* _Page extract_
Donna Strickland woke up to a strange Facebook friend request on Tuesday morning.

A journalist in Toronto wanted to talk to her. Strickland at first ignored the request, but the woman persisted: she wanted know more about her Nobel prize win.

Strickland was dumbfounded, until she checked the news and realized that another Donna Strickland, a University of Waterloo professor, had just been announced as one of the winners of this year’s Nobel Prize for Physics.

And the Facebook messages just kept coming.

“I turned on my phone and it was just like, ‘ding, ding, ding, ding, ding, ding,’” Strickland, a 62-year-old Cambridge, Ont., resident, told on Wednesday.

“I’ve got messages from all over…people who want to congratulate and thank her.”

Strickland said she’s received dozens of friend requests and messages from scientists, engineers, medical professionals and students, among others – all of them wrongly believing they were contacting Donna Strickland, the 59-year-old Nobel laureate.

Some of the friend requests came from as far away as Peru, Nigeria and the United Arab Emirates.

* _Dataset_
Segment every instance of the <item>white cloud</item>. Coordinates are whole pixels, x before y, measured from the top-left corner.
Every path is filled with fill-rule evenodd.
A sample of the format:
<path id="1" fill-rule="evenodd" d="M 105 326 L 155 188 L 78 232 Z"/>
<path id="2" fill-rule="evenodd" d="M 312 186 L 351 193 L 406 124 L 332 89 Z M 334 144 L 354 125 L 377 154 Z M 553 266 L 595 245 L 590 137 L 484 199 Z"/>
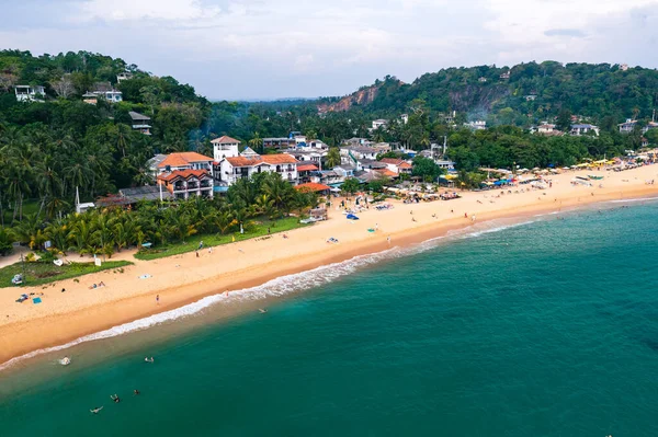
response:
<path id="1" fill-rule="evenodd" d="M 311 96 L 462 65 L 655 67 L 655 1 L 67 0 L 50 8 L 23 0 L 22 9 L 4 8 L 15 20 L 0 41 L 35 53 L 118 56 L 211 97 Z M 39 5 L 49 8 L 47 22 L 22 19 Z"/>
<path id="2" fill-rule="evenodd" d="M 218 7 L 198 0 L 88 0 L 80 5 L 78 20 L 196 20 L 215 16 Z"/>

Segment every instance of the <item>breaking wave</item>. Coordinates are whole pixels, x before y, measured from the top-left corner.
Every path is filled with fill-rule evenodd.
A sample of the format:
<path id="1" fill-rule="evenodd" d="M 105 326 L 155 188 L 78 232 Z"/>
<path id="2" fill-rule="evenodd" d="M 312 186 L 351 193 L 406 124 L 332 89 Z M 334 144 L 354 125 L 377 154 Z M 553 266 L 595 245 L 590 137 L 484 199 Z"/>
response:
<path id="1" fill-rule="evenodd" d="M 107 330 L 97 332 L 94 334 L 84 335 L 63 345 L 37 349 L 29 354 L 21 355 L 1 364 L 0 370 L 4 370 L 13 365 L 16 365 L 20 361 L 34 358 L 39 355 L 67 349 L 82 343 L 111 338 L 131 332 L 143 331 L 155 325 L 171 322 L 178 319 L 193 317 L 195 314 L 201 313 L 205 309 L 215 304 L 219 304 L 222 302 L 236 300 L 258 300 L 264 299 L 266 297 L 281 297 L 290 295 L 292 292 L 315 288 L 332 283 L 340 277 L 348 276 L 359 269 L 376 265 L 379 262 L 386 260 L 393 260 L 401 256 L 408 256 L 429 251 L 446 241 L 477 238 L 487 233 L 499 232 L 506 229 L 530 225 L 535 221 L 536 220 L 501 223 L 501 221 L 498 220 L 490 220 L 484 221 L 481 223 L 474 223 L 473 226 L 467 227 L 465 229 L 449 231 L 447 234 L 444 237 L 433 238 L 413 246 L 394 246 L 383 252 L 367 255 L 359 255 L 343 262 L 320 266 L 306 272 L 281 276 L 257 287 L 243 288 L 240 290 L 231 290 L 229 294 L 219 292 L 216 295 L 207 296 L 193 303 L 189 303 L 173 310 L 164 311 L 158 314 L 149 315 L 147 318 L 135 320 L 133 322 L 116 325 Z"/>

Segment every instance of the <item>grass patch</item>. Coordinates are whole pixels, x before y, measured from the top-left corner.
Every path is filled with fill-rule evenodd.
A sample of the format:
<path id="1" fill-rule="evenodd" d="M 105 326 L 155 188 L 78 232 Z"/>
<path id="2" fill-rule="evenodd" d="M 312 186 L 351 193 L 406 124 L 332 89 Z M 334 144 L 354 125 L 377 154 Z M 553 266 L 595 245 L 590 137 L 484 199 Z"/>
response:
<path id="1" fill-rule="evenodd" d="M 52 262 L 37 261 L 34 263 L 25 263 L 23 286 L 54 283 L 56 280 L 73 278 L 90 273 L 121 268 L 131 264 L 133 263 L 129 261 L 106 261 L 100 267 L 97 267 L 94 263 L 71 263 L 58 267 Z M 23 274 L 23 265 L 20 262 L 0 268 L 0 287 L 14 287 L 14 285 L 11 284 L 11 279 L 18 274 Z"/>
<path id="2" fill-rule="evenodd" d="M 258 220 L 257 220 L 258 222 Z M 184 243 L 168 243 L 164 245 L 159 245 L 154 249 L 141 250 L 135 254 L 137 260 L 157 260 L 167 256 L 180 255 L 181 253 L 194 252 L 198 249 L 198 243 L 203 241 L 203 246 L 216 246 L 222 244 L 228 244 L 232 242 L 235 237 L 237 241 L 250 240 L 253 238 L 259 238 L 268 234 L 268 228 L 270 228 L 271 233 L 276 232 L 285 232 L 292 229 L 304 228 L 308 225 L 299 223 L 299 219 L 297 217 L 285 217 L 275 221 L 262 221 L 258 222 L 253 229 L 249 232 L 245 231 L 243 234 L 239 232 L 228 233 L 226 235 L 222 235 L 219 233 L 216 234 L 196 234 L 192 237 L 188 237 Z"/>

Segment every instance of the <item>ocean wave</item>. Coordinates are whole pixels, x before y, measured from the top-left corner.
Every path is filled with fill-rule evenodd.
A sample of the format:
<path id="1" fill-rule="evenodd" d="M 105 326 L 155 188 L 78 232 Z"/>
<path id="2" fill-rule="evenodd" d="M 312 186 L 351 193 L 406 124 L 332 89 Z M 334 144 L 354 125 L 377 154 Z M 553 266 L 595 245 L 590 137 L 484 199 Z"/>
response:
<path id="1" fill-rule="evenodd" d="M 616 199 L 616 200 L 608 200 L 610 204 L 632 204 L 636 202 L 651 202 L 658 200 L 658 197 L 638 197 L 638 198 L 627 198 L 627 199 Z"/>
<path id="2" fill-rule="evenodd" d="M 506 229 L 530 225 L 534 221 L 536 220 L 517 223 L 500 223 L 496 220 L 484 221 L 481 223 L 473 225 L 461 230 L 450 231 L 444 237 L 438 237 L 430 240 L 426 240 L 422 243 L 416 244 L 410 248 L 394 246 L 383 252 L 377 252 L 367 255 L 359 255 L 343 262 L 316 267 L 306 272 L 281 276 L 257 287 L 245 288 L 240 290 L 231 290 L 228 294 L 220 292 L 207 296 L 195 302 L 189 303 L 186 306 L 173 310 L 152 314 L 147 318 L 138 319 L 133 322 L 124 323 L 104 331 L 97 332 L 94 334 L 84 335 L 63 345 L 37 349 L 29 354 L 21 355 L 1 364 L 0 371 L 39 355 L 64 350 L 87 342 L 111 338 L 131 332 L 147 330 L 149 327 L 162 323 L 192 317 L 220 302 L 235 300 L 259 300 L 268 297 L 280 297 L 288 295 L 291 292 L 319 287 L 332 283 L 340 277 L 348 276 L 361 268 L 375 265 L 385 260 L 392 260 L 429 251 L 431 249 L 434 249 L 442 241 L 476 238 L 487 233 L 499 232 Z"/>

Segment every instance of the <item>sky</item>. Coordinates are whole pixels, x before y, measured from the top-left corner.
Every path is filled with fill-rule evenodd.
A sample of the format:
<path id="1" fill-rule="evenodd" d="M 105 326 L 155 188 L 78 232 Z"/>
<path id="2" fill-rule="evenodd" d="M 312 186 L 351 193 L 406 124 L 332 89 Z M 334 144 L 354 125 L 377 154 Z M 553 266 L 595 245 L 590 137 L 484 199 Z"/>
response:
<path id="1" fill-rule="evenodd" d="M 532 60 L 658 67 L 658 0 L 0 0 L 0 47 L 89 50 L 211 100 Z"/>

* _What you need to do_
**A.** Copy the passage of the article about the mistaken Donna Strickland from "And the Facebook" to "United Arab Emirates.", word for word.
**B.** Pick up the article about the Ontario woman mistaken for the Nobel-winning Donna Strickland after its last sentence and keep writing it.
The items have nothing to do with the article about the other Donna Strickland.

* _Results of the tasks_
**A.**
And the Facebook messages just kept coming.

“I turned on my phone and it was just like, ‘ding, ding, ding, ding, ding, ding,’” Strickland, a 62-year-old Cambridge, Ont., resident, told on Wednesday.

“I’ve got messages from all over…people who want to congratulate and thank her.”

Strickland said she’s received dozens of friend requests and messages from scientists, engineers, medical professionals and students, among others – all of them wrongly believing they were contacting Donna Strickland, the 59-year-old Nobel laureate.

Some of the friend requests came from as far away as Peru, Nigeria and the United Arab Emirates.

**B.**
“I’m enjoying this sudden fame but it’s very exhausting,” Strickland said with a laugh. “Now I feel like I’m her secretary.”

Strickland wondered if other women with the same name were also getting messages intended for the professor and scientist who helped discover the technique behind high-intensity, short-pulse lasers that are now used in corrective laser eye surgery, among other applications.

“It’s such a wonderful accomplishment,” Strickland said of her name twin.

Strickland, who says she flunked science in high school, would like to meet the professor one day.

“I’m glad that she’s using our name in such a good way. Kudos to her -- wow.”